→ **Records to process**:
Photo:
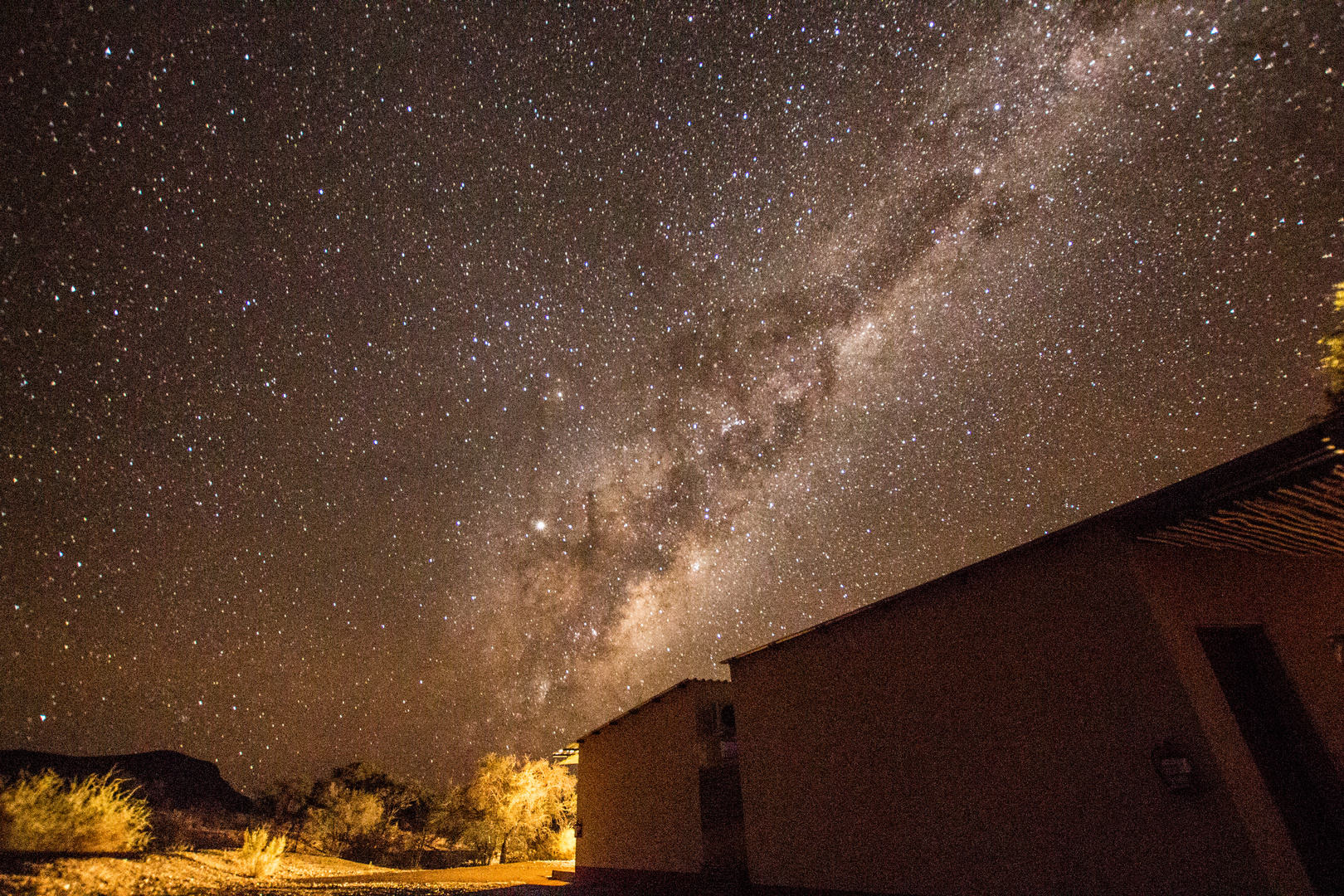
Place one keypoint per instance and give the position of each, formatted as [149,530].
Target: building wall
[639,786]
[990,733]
[1300,602]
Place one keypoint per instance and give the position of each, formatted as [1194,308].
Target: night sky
[402,384]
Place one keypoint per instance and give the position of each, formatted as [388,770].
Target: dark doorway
[721,824]
[1288,750]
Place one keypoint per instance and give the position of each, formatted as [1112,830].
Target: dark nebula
[402,384]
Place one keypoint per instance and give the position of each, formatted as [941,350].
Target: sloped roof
[1287,497]
[656,698]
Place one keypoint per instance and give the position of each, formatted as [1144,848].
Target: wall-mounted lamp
[1172,765]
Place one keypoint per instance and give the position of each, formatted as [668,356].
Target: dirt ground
[216,874]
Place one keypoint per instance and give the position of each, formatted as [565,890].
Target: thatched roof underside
[1298,520]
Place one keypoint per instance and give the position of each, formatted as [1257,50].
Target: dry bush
[261,853]
[91,816]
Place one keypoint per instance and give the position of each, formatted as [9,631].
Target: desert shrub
[351,824]
[285,804]
[97,815]
[261,853]
[511,807]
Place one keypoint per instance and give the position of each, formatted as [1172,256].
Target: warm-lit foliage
[50,815]
[515,807]
[1333,360]
[261,853]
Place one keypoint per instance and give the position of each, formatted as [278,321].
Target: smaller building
[659,794]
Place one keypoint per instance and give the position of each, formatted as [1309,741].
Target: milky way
[403,386]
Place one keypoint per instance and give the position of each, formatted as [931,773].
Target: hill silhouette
[166,778]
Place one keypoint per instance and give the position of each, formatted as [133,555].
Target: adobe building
[1148,702]
[659,801]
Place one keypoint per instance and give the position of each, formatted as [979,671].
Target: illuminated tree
[1333,360]
[514,805]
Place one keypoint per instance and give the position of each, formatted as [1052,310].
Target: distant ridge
[167,778]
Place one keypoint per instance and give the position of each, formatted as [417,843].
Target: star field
[403,383]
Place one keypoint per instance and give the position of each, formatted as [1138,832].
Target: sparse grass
[97,815]
[261,855]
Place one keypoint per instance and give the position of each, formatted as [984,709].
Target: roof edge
[1319,444]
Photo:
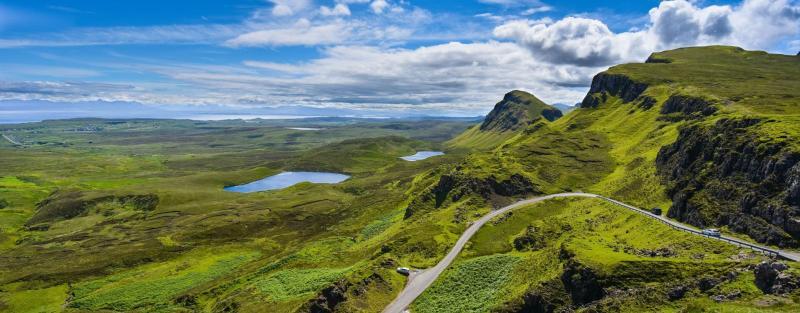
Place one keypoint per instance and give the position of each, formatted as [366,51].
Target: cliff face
[456,185]
[605,85]
[517,110]
[726,175]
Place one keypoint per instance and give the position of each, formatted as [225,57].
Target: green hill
[516,111]
[133,217]
[710,133]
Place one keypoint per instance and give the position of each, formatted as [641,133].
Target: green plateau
[131,216]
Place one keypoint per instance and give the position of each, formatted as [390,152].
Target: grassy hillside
[667,134]
[518,110]
[130,215]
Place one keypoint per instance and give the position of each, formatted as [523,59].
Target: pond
[288,179]
[422,155]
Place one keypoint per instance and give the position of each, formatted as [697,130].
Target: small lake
[422,155]
[288,179]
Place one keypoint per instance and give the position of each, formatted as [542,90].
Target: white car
[404,270]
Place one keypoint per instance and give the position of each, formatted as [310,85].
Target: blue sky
[405,56]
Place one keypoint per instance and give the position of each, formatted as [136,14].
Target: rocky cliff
[726,175]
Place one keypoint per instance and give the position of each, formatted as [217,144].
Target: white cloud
[539,9]
[756,24]
[288,7]
[378,6]
[340,9]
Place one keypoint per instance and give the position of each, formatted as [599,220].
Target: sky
[382,57]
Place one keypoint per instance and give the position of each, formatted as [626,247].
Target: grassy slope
[298,240]
[611,150]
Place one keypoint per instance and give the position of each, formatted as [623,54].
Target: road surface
[422,280]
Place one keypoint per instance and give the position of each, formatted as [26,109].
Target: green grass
[474,285]
[292,284]
[155,286]
[44,300]
[295,242]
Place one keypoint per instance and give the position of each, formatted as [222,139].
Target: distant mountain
[518,109]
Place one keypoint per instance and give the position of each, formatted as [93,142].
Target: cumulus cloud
[378,6]
[340,9]
[755,24]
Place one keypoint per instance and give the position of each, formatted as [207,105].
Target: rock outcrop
[456,185]
[331,297]
[581,283]
[688,105]
[724,175]
[617,85]
[772,278]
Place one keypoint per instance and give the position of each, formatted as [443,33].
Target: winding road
[421,280]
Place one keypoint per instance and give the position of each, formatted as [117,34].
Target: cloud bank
[755,24]
[363,60]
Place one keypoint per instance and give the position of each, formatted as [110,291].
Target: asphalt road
[421,280]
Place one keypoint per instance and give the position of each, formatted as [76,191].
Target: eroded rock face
[455,185]
[581,283]
[330,298]
[772,278]
[688,105]
[617,85]
[723,175]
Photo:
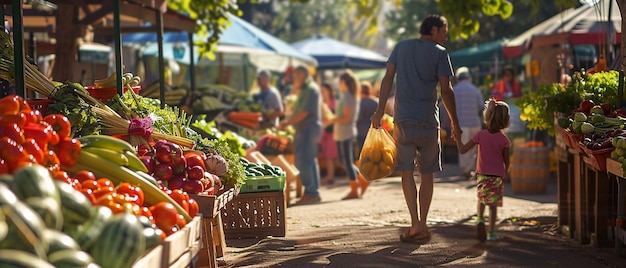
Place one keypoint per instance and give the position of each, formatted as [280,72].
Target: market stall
[95,177]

→ **Goal**:
Recast these lines as a Markdown table with the columns Row and Line, one numbered row per line and blank lines left out. Cover every line, but leave the pictures out of the answer.

→ **Final answer**:
| Row | Line |
|---|---|
| 1 | Photo: |
| 2 | Place one keypoint per instance and give the position of each, formatted as [149,530]. |
| 3 | Target: building wall |
| 4 | [639,786] |
| 5 | [990,733] |
| 6 | [1300,602] |
| 7 | Place one keypoint per instance and give the position of each, formatted as [1194,308]. |
| 8 | Target: night sky |
| 9 | [402,384] |
| 10 | Place one keypoint per instance and give the position of each, formatted as [388,770]. |
| 11 | Target: dark doorway |
| 12 | [721,824] |
| 13 | [1288,750] |
| 14 | Place one keypoint per instance and give the position of each, formatted as [1112,830]. |
| 15 | Target: dark nebula |
| 16 | [402,384] |
| 17 | Place one keypoint per instance and give the position of each, formatted as [941,350]. |
| 18 | Target: sloped roof |
| 19 | [1287,497] |
| 20 | [656,698] |
| 21 | Place one keypoint per instance and give the position of each, formatted as [1144,848]. |
| 22 | Target: wall-mounted lamp |
| 23 | [1172,765] |
| 24 | Place one keypoint per instance and give the position of each, formatted as [668,356]. |
| 25 | Target: dirt ground |
| 26 | [216,874] |
| 27 | Place one keypoint per instance and give the position of each, formatted as [565,890]. |
| 28 | Target: thatched roof underside |
| 29 | [1298,520] |
| 30 | Place one keypoint per instance and give the position of each, formatted as [1257,50]. |
| 31 | Target: dry bush |
| 32 | [261,853] |
| 33 | [91,816] |
| 34 | Place one keypoint per instance and give the position of each, formatted as [9,631]. |
| 35 | Target: desert shrub |
| 36 | [351,824] |
| 37 | [285,804] |
| 38 | [97,815] |
| 39 | [261,853] |
| 40 | [511,807] |
| 41 | Place one keypoint per instance and give the position of each, formatted as [1172,256]. |
| 42 | Target: warm-lit foliage |
| 43 | [50,815] |
| 44 | [515,807] |
| 45 | [1333,360] |
| 46 | [261,853] |
| 47 | Place one keypoint per instance and give the position of each, formatted as [278,321]. |
| 48 | Target: smaller building |
| 49 | [659,794] |
| 50 | Place one keypoint per instance and give the position of each, formatted as [1309,741]. |
| 51 | Target: milky way |
| 52 | [403,386] |
| 53 | Place one keypoint per instance and give the position of each, formatted as [931,773]. |
| 54 | Target: hill silhouette |
| 55 | [166,778] |
| 56 | Place one keypoint per instance and give the position of each, formatted as [133,555]. |
| 57 | Target: adobe building |
| 58 | [1148,702] |
| 59 | [659,801] |
| 60 | Place one keypoint per instance and give the position of each, formatted as [979,671]. |
| 61 | Target: illuminated tree |
| 62 | [1333,360] |
| 63 | [514,805] |
| 64 | Place one keypoint per instance and give the position of each, formatted as [1052,310]. |
| 65 | Target: distant ridge |
| 66 | [167,778] |
| 67 | Place one keypoint per instance and give the position of each, formatted as [417,843]. |
| 68 | Target: star field |
| 69 | [403,383] |
| 70 | Place one keypoint per instance and give the position of each, formatted as [1138,832]. |
| 71 | Target: sparse grass |
| 72 | [97,815] |
| 73 | [261,855] |
| 74 | Place one keypoint per instance and give the position of each, formatted as [984,709]. |
| 75 | Target: roof edge |
| 76 | [1319,444] |
| 77 | Photo: |
| 78 | Place one keypoint per instance and give the position of each, formatted as [366,51]. |
| 79 | Target: cliff face |
| 80 | [456,185] |
| 81 | [605,85] |
| 82 | [517,110] |
| 83 | [726,175] |
| 84 | Place one keypoint per instance and give the position of each, formatted as [225,57]. |
| 85 | Target: green hill |
| 86 | [516,111] |
| 87 | [133,217] |
| 88 | [710,133] |
| 89 | Place one keypoint per instance and give the position of each, formatted as [641,133]. |
| 90 | Target: green plateau |
| 91 | [131,216] |
| 92 | Place one keypoint per instance and give the position of each, formatted as [390,152]. |
| 93 | Target: grassy hillside |
| 94 | [667,134] |
| 95 | [518,110] |
| 96 | [130,215] |
| 97 | Place one keypoint per instance and give the position of each, formatted as [523,59]. |
| 98 | Target: pond |
| 99 | [288,179] |
| 100 | [422,155] |
| 101 | Place one keypoint per instance and give the position of each, formatted as [697,130]. |
| 102 | Target: small lake |
| 103 | [422,155] |
| 104 | [288,179] |
| 105 | Place one keypoint per instance and give the position of each, formatted as [542,90]. |
| 106 | Target: white car |
| 107 | [404,270] |
| 108 | Place one keypoint per instance and give the position of each, formatted as [310,85]. |
| 109 | Target: blue sky |
| 110 | [405,56] |
| 111 | Place one keypoint per instance and give the position of each, formatted as [136,14]. |
| 112 | Target: rocky cliff |
| 113 | [726,175] |
| 114 | Place one keypoint per instance and give the position of each, formatted as [217,144]. |
| 115 | Target: white cloud |
| 116 | [539,9] |
| 117 | [756,24] |
| 118 | [288,7] |
| 119 | [378,6] |
| 120 | [340,9] |
| 121 | Place one keypoint per instance and give the position of each, formatted as [599,220]. |
| 122 | Target: sky |
| 123 | [382,57] |
| 124 | Place one keypoint per instance and give the position of each, formatted as [626,247]. |
| 125 | Target: grassy slope |
| 126 | [298,240] |
| 127 | [611,150] |
| 128 | Place one keypoint per instance and give the position of each, formatted as [623,54]. |
| 129 | Target: road surface |
| 130 | [422,280] |
| 131 | Place one keypoint per instance and give the position of each, formatted as [26,109]. |
| 132 | Target: green grass |
| 133 | [474,285] |
| 134 | [292,284] |
| 135 | [155,286] |
| 136 | [44,300] |
| 137 | [295,242] |
| 138 | Place one keypoint per instance and give the position of each, formatted as [222,139]. |
| 139 | Target: distant mountain |
| 140 | [518,109] |
| 141 | Place one keypoint per instance and give the position of each, formatted as [93,142]. |
| 142 | Target: cumulus cloud |
| 143 | [378,6] |
| 144 | [340,9] |
| 145 | [755,24] |
| 146 | Place one keypoint per instance and give the position of each, formatted as [207,105]. |
| 147 | Target: rock outcrop |
| 148 | [456,185] |
| 149 | [331,297] |
| 150 | [581,283] |
| 151 | [688,105] |
| 152 | [724,175] |
| 153 | [617,85] |
| 154 | [772,278] |
| 155 | Place one keypoint per instance and give the position of each, formatted as [443,33]. |
| 156 | Target: winding road |
| 157 | [421,280] |
| 158 | Place one keypoint per instance and give the position of each, formatted as [117,34]. |
| 159 | Target: cloud bank |
| 160 | [755,24] |
| 161 | [363,60] |
| 162 | Place one keypoint per instance and give the position of each, formatted as [110,291]. |
| 163 | Target: asphalt road |
| 164 | [421,280] |
| 165 | Place one keypoint per instance and give the position of each, formatted as [76,191]. |
| 166 | Target: eroded rock face |
| 167 | [455,185] |
| 168 | [581,283] |
| 169 | [330,298] |
| 170 | [772,278] |
| 171 | [688,105] |
| 172 | [617,85] |
| 173 | [723,175] |
| 174 | Photo: |
| 175 | Place one keypoint per instance and give the position of each, formatted as [280,72]. |
| 176 | Target: market stall |
| 177 | [95,177] |